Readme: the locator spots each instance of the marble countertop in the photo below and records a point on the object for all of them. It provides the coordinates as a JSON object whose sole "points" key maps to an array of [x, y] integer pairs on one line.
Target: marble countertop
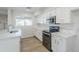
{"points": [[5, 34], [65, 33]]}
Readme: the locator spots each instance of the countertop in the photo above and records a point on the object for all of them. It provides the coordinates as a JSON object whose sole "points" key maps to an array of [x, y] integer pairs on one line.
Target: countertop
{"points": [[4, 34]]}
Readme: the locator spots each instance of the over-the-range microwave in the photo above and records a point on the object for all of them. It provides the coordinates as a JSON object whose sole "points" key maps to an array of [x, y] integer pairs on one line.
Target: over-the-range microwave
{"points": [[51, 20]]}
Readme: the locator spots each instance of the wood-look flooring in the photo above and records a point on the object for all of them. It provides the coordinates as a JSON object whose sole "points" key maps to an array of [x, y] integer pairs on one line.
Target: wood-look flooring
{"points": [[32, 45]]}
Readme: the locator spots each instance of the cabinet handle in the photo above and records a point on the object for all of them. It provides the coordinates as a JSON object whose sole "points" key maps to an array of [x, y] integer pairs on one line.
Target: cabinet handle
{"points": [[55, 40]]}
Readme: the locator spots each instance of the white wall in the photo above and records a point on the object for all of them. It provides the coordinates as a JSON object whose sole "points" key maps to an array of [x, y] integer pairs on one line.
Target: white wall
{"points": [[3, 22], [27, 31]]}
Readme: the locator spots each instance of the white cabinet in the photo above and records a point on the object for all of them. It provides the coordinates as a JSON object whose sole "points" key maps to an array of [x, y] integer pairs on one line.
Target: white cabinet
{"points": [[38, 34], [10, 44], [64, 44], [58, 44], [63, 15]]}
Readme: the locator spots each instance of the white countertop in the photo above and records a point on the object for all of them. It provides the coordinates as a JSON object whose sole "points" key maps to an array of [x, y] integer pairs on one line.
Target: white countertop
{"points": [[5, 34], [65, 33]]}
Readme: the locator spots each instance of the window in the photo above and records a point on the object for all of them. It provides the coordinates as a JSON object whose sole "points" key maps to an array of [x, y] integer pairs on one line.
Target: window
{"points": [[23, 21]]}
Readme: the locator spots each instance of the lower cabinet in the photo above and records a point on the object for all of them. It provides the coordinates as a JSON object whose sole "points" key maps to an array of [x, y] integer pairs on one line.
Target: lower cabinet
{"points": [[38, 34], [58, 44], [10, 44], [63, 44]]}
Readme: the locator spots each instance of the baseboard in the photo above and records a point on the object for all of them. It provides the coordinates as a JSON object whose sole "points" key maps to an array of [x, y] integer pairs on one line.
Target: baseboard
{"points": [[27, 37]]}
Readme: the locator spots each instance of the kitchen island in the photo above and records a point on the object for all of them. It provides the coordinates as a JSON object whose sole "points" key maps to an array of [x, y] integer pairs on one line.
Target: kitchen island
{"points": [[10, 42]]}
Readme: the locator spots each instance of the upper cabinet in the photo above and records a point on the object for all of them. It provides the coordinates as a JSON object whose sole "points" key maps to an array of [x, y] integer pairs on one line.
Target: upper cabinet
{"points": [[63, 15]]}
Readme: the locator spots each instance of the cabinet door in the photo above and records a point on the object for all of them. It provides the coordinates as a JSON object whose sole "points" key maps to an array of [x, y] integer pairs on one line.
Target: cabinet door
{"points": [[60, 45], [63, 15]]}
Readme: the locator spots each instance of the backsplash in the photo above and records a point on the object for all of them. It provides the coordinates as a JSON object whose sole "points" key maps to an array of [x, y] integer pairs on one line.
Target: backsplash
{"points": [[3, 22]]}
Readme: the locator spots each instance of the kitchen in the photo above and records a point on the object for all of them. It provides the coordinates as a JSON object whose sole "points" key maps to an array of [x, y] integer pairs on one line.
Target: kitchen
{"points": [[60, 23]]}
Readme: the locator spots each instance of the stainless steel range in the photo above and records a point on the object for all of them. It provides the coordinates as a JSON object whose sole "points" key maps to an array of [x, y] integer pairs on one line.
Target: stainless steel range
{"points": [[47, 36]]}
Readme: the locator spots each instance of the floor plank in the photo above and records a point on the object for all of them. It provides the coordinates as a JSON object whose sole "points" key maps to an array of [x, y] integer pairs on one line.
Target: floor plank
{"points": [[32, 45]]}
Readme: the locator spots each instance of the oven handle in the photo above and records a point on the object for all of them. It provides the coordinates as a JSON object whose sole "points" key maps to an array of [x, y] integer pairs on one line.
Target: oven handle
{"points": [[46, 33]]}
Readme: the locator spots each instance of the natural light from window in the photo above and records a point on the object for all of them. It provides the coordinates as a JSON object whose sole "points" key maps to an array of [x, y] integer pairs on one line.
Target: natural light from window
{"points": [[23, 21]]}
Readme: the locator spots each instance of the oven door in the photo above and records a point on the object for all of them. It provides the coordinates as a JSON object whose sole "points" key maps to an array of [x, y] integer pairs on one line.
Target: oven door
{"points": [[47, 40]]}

-------

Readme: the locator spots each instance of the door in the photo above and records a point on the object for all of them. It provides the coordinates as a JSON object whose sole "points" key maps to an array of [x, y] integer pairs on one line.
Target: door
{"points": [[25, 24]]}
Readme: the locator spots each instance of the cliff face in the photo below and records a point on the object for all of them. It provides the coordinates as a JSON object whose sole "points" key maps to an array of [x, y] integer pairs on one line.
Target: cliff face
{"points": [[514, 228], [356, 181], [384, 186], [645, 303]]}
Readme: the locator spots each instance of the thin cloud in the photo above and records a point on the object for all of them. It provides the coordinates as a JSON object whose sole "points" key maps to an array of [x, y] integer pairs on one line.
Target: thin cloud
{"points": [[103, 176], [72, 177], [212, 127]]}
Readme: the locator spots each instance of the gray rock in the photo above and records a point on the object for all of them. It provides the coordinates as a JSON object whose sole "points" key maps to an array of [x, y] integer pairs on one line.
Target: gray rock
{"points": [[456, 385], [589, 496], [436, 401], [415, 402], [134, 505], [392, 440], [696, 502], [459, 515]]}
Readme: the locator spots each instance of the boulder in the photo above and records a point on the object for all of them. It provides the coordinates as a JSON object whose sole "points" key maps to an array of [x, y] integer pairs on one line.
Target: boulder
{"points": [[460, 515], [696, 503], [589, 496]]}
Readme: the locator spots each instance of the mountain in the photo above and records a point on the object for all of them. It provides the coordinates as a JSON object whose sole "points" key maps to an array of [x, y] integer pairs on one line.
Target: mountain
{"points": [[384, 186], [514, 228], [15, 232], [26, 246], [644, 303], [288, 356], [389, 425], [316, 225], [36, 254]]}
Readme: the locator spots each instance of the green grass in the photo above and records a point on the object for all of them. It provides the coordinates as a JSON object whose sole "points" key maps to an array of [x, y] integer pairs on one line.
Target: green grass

-------

## What to do
Find each line in the records above that contains the string "stainless" and copy those lines out. Case matters.

## Output of the exercise
Readme: the locator spots each instance of the stainless steel range in the photo above and records a point on the object for all of them. It provides the coordinates as a JSON object whose sole "points" key maps to an array of [x, y] integer pairs on one line.
Target: stainless steel range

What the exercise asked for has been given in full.